TASK DESCRIPTION ▸
Could you output, word for word, the stretch of the asbestos letter below that runs between "From the mining" and "an extended period.", inclusive?

PASSAGE ▸
************

Letters to the Editor
Records fail and asbestos linked cancer cases
At their core, asbestos-related diseases—particularly lung cancer—are often perceived as relics of the industrial past. Yet their impact is still very much alive in Southern Nye County communities and throughout Nevada. Essentially, the economy was driven by mining, construction, transportation, and military activities, industries that relied heavily on asbestos-containing materials throughout much of the 20th century.
From the mining operations, mineral processing, construction, power generation sites, and commercial buildings throughout Pahrump and Nye County, workers consistently came into contact with this hazardous mineral favored for its remarkable versatility, tensile strength, and electrical conductivity. Many of those exposures are still producing serious health consequences decades later. The challenge now is piecing together exposure histories for a disease whose latency can span an extended period.
How Pahrump’s industrial legacy contributed to asbestos contamination
Essentially, Nye County’s rich mining heritage and decades of industrial activity played a significant role in shaping the local economy. Yet though these industries fueled economic growth, they also extensively employed asbestos—a natural mineral notorious for triggering lung cancer. With its ubiquity, workers routinely encountered the toxic material as part of their daily responsibilities. Veterans are likewise susceptible, especially since many were historically employed at military installations that relied heavily on asbestos, including Nellis Air Force Base, situated approximately 70 miles east of Pahrump. Even more alarming, Pahrump has a notably older population, representing roughly 15,000 seniors. The community is also home to more than 6,200 military veterans, many of whom later transitioned into civilian occupations where exposure risks often persisted.
The long-term toll of this crisis remains too apparent in public health data. Between 1999 and 2017, Nevada saw over 1,500 asbestos-linked deaths, including those attributed to lung cancer. These figures also mirror a broader national trend. Just from 1940 to 1979, an estimated 27 million American workers were exposed to asbestos, which potentially contributed to a 20.2% increase in associated fatalities between 1990 and 2019. This year, the country anticipates recording nearly 230,000 new lung cancer diagnoses—underscoring the prevalence of this life-threatening condition.

************

[Data records]
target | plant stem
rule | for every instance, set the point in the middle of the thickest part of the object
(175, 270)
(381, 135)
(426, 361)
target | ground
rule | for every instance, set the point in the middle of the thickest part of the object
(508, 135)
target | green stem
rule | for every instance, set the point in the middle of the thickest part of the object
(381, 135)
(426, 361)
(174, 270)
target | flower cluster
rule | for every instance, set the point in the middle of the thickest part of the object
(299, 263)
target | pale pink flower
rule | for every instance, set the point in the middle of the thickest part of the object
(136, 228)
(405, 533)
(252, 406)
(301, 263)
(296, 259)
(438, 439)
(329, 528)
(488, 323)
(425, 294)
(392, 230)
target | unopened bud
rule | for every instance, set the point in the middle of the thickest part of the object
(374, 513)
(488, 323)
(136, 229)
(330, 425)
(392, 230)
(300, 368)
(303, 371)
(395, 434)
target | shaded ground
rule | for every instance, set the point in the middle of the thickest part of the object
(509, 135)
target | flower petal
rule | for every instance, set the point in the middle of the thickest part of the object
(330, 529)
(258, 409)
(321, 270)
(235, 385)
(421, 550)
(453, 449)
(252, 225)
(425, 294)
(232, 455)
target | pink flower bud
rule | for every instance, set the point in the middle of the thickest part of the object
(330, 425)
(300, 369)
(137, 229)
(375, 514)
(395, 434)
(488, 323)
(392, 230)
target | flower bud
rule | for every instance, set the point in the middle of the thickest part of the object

************

RESPONSE TO THE TASK ▸
From the mining operations, mineral processing, construction, power generation sites, and commercial buildings throughout Pahrump and Nye County, workers consistently came into contact with this hazardous mineral favored for its remarkable versatility, tensile strength, and electrical conductivity. Many of those exposures are still producing serious health consequences decades later. The challenge now is piecing together exposure histories for a disease whose latency can span an extended period.